Goal: Copy out every one of the entries below word for word, leaving the pictures out of your copy.

--- Start of Given records ---

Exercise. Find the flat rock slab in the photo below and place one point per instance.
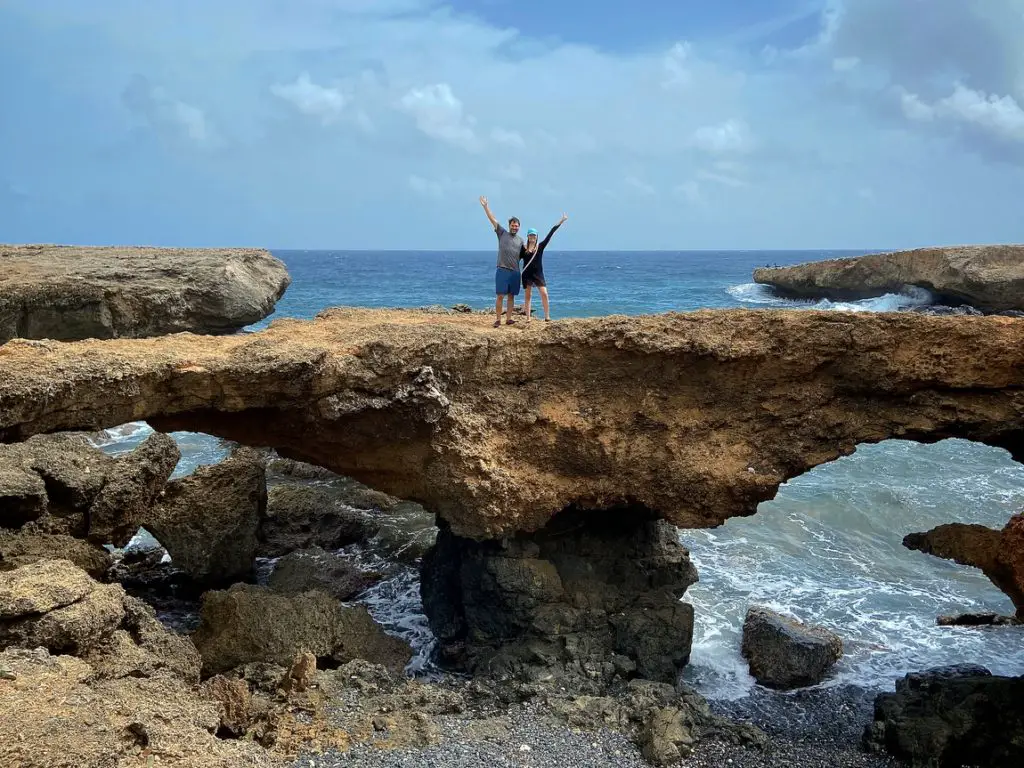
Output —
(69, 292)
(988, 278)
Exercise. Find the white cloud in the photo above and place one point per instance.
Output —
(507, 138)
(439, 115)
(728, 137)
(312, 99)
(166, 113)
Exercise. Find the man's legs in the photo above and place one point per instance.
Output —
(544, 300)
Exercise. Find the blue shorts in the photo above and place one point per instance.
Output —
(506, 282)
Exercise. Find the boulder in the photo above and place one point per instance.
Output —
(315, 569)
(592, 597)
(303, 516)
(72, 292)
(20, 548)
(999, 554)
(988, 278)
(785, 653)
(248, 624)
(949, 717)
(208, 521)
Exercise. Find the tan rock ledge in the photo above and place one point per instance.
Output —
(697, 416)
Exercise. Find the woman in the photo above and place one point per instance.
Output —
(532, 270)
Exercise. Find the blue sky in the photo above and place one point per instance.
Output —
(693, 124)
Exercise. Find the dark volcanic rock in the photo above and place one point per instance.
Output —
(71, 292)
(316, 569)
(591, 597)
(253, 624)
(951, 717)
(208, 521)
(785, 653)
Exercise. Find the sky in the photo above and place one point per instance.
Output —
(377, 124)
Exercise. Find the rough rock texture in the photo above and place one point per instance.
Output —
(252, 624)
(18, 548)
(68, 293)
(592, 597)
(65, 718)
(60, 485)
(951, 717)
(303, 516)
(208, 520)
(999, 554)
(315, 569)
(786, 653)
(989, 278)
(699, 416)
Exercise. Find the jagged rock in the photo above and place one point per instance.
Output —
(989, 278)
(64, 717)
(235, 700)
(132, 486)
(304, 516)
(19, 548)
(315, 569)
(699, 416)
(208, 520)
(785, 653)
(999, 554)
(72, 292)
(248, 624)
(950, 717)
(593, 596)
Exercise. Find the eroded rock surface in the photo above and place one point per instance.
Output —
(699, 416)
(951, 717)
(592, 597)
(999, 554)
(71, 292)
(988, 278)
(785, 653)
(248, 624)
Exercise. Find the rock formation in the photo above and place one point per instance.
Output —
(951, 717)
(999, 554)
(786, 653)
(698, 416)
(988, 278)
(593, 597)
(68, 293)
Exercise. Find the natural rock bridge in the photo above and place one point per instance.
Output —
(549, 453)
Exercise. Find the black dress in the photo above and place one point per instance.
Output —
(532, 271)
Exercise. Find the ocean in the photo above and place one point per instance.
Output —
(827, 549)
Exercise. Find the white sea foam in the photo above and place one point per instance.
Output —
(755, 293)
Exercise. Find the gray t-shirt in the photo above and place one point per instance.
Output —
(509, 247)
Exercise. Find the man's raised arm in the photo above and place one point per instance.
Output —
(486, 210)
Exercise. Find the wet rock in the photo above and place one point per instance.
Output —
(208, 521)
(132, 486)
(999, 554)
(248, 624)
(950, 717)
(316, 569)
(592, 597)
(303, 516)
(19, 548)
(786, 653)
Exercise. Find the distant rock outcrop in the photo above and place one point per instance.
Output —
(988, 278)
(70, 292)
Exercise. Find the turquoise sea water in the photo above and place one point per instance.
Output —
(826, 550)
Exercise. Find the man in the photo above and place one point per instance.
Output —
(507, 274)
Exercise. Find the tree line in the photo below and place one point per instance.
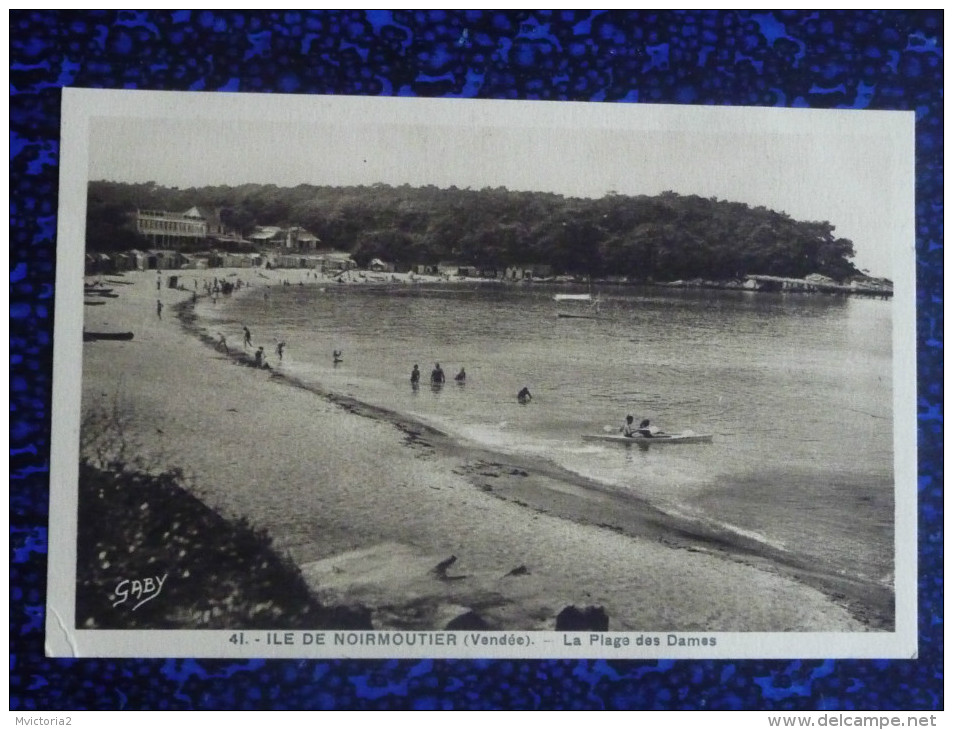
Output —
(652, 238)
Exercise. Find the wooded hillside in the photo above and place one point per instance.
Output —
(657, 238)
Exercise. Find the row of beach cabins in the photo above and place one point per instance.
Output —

--- End of Given records ---

The reply:
Exercise. Find the flat rock slab in the photo below and place one point per instance.
Output —
(69, 292)
(988, 278)
Exercise. Find the white cloud in the photo above and place one point per instance.
Output —
(507, 138)
(439, 115)
(728, 137)
(312, 99)
(166, 113)
Exercise. Find the man's legs in the photo above and place one point per instance.
Output —
(544, 300)
Exercise. Find the blue shorts in the photo above and place one point per instance.
Output —
(506, 282)
Exercise. Find the boulder in the photo above and place one point per instance.
Output —
(315, 569)
(592, 597)
(303, 516)
(72, 292)
(20, 548)
(999, 554)
(988, 278)
(785, 653)
(248, 624)
(949, 717)
(208, 521)
Exercise. Find the tan rock ledge in the photo above and place one point per instance.
Output —
(697, 416)
Exercise. Find the woman in the photo above and place one point per instance.
Output —
(532, 270)
Exercise. Find the blue sky in the photo above and place one point per instance.
Output —
(693, 124)
Exercise. Find the dark volcanic rock in the photo above and place one point per instance.
Output —
(71, 292)
(316, 569)
(591, 597)
(253, 624)
(951, 717)
(208, 521)
(785, 653)
Exercise. Find the sky in the photo above and place one point per instance.
Output —
(377, 124)
Exercise. Find the rough rock texture in the photo above and place one point per instance.
Output —
(252, 624)
(18, 548)
(68, 293)
(592, 597)
(65, 718)
(60, 485)
(951, 717)
(303, 516)
(208, 520)
(999, 554)
(315, 569)
(786, 653)
(989, 278)
(699, 416)
Exercise. Find the jagged rock in the photo above and place one point per instance.
Output —
(989, 278)
(64, 717)
(235, 700)
(132, 486)
(304, 516)
(19, 548)
(315, 569)
(699, 416)
(208, 520)
(785, 653)
(999, 554)
(72, 292)
(248, 624)
(950, 717)
(593, 596)
Exercise. Find the eroded rock surface in the photo above and place one point per instance.
Output —
(699, 416)
(951, 717)
(592, 597)
(999, 554)
(71, 292)
(988, 278)
(785, 653)
(248, 624)
Exercise. Find the rock formation in the photo above and place one point per instance.
Output —
(951, 717)
(999, 554)
(786, 653)
(698, 416)
(988, 278)
(593, 597)
(68, 293)
Exercise. Find the natural rock bridge in the photo above and place one point per instance.
Output —
(549, 453)
Exercise. Find the black dress in the photo above and place one point per instance.
Output —
(532, 271)
Exercise. Find the ocean in the photo above and place one point per instance.
Output —
(827, 549)
Exercise. Find the white sea foam in the photo above and place one point per instance.
Output —
(755, 293)
Exercise. Find the gray t-shirt in the photo above and place one point per instance.
Output —
(509, 247)
Exercise. Find the man's raised arm in the photo above and place one point per instance.
Output —
(486, 210)
Exercise. Find the wet rock in the photo above and place one point per instance.
Output —
(208, 521)
(132, 486)
(999, 554)
(248, 624)
(950, 717)
(316, 569)
(592, 597)
(303, 516)
(19, 548)
(786, 653)
Exercise. Find the distant rock outcrop in the photo above and place one point per instance.
Output —
(988, 278)
(70, 292)
Exercise. Find the turquoise sea water in the photo above and place one point per instance.
Output —
(826, 550)
Exercise. Find the man in the photo above and place one point per instance.
Output —
(507, 274)
Exercise. Find the tree line in the photo below and place one point per instance.
Output —
(652, 238)
Exercise. Find the wooded hillside in the photo above and place one point per instance.
Output —
(657, 238)
Exercise. Find the row of beach cabins in the photo above and place one point per instance.
Output —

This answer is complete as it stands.